According to some example embodiments of the present disclosure, the device 210 initiates transmission to the device 220. Further, the device 210 determines occurrence of a failure of transmission in an unlicensed band. For example, the failure of the transmission may be caused by a collision within the system 240. As another example, the failure of the transmission may be caused by a collision between the system 340 and a further system, for example, a WiFi system. Then, the device 210 determines a cause of the failure of the transmission based on received information associated with a transmission collision. Further, the device 210 adjusts a size of a contention window for a listen-before-talk procedure based on the cause of the failure of the transmission.

Detailed processes for adjustment of CWS for communication in an unlicensed band will be discussed in the following with reference to FIGS. 4-6.

Reference is first made to FIG. 4 which shows a signaling flow 400 between the devices according to some example embodiments of the present disclosure. For the purpose of discussion, the signaling flow 400 will be described with reference to FIG. 2.

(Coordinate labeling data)
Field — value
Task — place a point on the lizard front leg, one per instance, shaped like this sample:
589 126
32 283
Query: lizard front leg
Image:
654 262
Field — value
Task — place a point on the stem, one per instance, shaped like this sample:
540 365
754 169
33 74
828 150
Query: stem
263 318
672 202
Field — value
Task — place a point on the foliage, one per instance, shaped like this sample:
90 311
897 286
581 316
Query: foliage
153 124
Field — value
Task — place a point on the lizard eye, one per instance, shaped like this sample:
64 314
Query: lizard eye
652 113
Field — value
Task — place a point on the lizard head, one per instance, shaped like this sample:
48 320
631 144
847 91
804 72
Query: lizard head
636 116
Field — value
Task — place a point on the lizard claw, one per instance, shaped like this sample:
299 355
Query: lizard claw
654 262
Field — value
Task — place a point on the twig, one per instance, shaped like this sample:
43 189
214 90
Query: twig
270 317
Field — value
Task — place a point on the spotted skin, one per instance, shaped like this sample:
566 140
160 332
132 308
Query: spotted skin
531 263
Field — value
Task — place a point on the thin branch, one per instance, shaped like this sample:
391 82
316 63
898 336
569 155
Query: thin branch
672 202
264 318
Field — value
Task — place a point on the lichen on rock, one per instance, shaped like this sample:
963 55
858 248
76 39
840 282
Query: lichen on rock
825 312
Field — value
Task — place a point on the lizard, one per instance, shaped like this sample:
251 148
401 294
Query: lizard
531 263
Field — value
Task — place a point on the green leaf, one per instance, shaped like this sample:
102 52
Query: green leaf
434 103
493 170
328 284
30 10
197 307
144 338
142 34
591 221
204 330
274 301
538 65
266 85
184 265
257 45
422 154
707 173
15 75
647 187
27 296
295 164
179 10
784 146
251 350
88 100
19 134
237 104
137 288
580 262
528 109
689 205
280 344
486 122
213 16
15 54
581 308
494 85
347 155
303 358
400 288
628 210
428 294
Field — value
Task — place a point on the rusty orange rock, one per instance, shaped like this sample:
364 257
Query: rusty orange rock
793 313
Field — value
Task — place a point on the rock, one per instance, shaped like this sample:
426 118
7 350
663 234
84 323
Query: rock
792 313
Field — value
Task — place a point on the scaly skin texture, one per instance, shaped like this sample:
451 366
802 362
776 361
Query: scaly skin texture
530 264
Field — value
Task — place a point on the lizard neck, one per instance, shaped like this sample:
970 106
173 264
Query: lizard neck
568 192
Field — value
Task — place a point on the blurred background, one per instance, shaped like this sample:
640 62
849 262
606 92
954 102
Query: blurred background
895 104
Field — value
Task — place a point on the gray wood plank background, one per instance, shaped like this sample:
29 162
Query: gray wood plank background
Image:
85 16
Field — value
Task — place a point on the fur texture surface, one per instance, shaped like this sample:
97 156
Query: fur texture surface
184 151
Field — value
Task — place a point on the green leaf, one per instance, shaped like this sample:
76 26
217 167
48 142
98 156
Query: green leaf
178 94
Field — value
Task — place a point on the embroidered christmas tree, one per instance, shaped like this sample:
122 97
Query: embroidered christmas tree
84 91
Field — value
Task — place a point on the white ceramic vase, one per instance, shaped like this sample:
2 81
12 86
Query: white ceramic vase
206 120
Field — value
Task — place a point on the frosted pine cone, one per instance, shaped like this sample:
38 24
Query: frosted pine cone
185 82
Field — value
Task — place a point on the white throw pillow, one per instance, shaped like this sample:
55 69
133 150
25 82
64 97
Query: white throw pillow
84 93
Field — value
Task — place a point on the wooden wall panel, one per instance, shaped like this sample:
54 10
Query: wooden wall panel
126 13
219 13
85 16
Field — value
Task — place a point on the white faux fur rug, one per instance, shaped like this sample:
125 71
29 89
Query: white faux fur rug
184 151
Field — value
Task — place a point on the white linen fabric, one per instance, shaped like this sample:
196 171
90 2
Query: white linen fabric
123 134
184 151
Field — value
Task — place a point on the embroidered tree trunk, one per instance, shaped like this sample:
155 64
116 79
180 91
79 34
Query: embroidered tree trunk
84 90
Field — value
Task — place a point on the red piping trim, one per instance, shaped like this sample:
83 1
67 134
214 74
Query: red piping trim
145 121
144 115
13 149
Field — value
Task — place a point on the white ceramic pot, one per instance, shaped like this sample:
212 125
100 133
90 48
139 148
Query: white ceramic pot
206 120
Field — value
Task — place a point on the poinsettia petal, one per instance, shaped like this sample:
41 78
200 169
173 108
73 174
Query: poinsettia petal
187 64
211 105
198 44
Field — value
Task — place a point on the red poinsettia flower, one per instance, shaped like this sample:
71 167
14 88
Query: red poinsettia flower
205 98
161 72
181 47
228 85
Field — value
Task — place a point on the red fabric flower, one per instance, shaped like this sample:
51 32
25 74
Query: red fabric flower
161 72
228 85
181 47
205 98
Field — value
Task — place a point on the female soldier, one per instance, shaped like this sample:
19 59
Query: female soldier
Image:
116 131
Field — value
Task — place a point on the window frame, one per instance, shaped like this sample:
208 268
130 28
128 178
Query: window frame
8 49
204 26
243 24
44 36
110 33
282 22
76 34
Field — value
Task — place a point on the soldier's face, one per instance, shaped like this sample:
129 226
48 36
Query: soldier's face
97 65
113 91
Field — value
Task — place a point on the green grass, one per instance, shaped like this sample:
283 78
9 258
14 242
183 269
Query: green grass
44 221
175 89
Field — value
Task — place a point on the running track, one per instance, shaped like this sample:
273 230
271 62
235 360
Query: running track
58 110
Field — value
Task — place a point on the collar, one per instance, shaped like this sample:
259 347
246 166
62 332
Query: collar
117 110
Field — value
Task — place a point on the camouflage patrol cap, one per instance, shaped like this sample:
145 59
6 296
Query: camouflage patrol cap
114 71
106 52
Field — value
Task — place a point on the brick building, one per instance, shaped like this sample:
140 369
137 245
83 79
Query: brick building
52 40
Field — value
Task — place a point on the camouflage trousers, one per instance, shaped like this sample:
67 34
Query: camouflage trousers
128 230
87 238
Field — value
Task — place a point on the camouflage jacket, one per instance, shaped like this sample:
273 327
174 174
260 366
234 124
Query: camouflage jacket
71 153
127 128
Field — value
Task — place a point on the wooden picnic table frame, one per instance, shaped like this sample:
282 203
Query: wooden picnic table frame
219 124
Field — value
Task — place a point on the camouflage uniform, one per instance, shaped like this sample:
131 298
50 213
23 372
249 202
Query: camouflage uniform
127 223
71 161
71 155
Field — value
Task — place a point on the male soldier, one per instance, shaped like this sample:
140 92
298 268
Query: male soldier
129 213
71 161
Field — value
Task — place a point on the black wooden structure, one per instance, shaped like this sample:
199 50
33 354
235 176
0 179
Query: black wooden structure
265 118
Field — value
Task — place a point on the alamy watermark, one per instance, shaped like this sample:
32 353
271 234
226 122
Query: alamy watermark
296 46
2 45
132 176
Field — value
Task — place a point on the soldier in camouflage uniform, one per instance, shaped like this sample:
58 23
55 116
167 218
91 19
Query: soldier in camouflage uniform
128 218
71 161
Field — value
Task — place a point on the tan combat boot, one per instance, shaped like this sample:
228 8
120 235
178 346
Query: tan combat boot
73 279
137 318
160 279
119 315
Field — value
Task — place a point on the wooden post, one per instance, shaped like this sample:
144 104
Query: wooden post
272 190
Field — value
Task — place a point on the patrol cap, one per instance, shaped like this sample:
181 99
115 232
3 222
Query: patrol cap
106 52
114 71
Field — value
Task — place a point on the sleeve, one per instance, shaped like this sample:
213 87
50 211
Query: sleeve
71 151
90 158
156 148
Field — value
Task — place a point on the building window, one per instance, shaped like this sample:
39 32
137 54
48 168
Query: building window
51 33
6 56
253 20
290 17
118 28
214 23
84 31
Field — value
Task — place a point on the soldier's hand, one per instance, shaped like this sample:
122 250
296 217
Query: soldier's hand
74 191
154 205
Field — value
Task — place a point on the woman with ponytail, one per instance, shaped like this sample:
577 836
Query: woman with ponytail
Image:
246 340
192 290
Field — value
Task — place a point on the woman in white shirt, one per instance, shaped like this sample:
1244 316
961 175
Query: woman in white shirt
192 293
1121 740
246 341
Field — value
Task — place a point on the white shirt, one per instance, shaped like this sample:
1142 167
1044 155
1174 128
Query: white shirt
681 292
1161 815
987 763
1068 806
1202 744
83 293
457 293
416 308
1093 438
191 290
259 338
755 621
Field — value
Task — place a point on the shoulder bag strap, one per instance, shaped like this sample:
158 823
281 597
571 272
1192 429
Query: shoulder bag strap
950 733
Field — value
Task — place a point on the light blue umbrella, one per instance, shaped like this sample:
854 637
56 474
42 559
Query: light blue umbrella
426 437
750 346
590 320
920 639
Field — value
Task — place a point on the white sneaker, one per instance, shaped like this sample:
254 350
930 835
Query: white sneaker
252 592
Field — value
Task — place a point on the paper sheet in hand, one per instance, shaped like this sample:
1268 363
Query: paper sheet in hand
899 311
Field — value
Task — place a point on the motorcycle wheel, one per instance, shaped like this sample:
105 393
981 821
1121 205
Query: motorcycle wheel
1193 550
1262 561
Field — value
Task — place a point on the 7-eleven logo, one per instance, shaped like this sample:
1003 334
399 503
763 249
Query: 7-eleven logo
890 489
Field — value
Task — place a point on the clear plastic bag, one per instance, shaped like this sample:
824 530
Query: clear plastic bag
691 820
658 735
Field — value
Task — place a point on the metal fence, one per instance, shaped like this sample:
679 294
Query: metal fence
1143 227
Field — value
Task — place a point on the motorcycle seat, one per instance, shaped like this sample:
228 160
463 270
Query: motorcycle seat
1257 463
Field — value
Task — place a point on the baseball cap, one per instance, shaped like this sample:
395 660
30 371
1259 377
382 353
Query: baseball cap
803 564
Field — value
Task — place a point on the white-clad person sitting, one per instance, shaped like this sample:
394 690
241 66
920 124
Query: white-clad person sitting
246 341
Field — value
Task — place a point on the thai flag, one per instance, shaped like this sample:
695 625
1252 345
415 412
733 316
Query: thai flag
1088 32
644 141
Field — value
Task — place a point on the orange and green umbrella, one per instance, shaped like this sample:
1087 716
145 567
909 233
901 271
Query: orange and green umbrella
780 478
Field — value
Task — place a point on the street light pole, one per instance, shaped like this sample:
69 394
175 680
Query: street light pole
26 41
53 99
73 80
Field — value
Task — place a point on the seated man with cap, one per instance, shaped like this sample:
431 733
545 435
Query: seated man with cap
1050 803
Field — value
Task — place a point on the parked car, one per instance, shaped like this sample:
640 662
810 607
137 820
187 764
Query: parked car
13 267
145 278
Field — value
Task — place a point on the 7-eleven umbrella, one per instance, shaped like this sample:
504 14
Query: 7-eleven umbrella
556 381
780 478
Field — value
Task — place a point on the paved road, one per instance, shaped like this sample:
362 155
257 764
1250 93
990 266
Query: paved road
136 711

▸ Exercise instructions
1 - In the passage on contention window adjustment, what does the device 210 adjust based on the cause of the failure of the transmission?
2 - Please reproduce word for word the part of the passage on contention window adjustment starting with "Detailed processes for" and going on through "reference to FIG. 2.".
This listing has no connection to the passage on contention window adjustment.

▸ Results
1 - The size of a contention window for a listen-before-talk procedure.

2 -
Detailed processes for adjustment of CWS for communication in an unlicensed band will be discussed in the following with reference to FIGS. 4-6.

Reference is first made to FIG. 4 which shows a signaling flow 400 between the devices according to some example embodiments of the present disclosure. For the purpose of discussion, the signaling flow 400 will be described with reference to FIG. 2.